Reading passage
○ ○ ○
Ormsby's Madge was sired by famous pitbull Bennett's Mack, who was also known as Corrington's Mack C. Bennett's Mack was Corrington breeding. His bloods was a cross of Smith & Tudor's lines. Both lines had influence of old Henry bloodline, that was developed by Frank G.Henry in 1890's. But Tudor's dogs were mostly black part of the Henry line, when Charles Smith's dogs were more of the red part of the Henry line and more outcrossed than Tudor's. Tudor's part of Bennett's Mack pedigree was Tudor's Jack II, son of the great Tudor's Black Jack 16xW. In 1930's Tudor's gamedogs were as a sign of success. Earl Tudor of Oklahoma, or Oklahoma Kid as most dogmen of that time called him, was just 22 years old in 1915 when he won with Jack Swift. Earl became well known dogman all over the country in 1920's with his 16 times winner Black Jack dog and 9 times winner Black Jack Jr. There were many breeders in that time who decide to use Tudor's stuff in their breedings. Corrington was one of these breeders of that time. Ok, back to Ormsby's Madge... Her dam was Bennett's Queen, a cross of Hogan's & Pitts' lines. Hogan line was built on Henry blood. Some of Charles Smith's breedings are behind Hogan's too. Pitts' line was mostly old Colby's bloods with some Henry.

Clifford Ormsby was born in Hornell, NY on August 24, 1905. Alberta also was born in Hornell 3 years later, on June 29, 1908. They were good friends in fact they grew up together a couple of streets apart. Young Cliff had about every animal there was to have. His first dogs were not purebred, and Cliff wanted to have a purebred dog that had spirit. Shortly after they were married Clifford & Alberta decided to take a pure pitbull. In 1930 Cliff went to Leonard,Texas, he took the dog, that he wanted. This was a female from W.F.Bennett's breeding, out of the famous pitbull dog Bennett Mack & Bennett Queen. The name of this female pup is well known to many Am Staff breeders, ORMSBY'S MADGE. It was the start, a Great start!

In 1938 Clifford built a kennel. It was the very modern kennel for that time. There was a water heating system in the kennel floor. He put hot water system himself. When Clifford spoke about his kennel, he said: "Dr. Byer ( Ormsby's veterinarian) come down and asked, "Who built this kennel, who made this kennel for you?" I said, "I did!" He said that," this is a good layout for a small kennel." The heating in the floor, that's the most economical heating too. You see, you've got to put it in right. This is six to eight inches on center, I think three quarter inch wide. I know there's about seventy elbows in it. It has two units, there was no sense in that becouse I never divided it. I always used the whole thing. I have a pressure pump. I can put it on automatically...... "
○ ○ ○
(Referring expression pointing data)
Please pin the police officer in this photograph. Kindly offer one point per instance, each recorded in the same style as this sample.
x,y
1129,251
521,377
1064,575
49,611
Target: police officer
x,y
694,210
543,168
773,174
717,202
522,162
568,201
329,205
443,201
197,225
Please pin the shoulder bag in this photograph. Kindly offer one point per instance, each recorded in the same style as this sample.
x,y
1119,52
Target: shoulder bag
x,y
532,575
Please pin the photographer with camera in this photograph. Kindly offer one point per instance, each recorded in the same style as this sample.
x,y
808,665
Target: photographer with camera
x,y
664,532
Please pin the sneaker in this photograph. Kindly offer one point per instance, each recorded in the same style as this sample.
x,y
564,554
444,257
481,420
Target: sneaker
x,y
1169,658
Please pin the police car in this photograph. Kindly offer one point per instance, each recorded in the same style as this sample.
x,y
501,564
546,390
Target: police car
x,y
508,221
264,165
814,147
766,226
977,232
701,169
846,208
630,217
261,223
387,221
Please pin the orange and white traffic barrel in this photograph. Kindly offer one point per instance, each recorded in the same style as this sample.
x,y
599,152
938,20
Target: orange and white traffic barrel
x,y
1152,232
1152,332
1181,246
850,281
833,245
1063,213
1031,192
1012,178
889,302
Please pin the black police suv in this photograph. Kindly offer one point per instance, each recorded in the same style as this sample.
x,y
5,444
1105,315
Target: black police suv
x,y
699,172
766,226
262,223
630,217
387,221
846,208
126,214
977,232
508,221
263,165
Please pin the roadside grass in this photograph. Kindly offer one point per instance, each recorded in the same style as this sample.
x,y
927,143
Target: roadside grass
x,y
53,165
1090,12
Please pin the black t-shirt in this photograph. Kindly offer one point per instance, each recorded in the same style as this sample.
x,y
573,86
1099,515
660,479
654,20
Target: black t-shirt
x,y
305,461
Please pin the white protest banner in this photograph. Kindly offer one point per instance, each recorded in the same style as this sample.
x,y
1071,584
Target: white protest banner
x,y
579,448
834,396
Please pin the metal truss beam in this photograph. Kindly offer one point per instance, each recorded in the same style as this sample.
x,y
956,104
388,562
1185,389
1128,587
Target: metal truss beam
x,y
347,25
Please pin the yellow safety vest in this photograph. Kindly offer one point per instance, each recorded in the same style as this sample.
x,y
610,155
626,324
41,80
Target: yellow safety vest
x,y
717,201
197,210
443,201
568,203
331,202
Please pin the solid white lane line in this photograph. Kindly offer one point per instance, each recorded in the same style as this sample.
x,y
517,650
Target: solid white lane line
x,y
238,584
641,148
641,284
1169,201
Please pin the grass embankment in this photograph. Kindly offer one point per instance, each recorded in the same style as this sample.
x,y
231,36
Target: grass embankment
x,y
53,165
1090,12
○ ○ ○
Task to complete
In the passage on Ormsby's Madge, why did Clifford say there was no sense in the kennel heating having two units? Answer in one to three sentences.

Your solution
He said it made no sense because he never divided the heating. He always used the whole thing.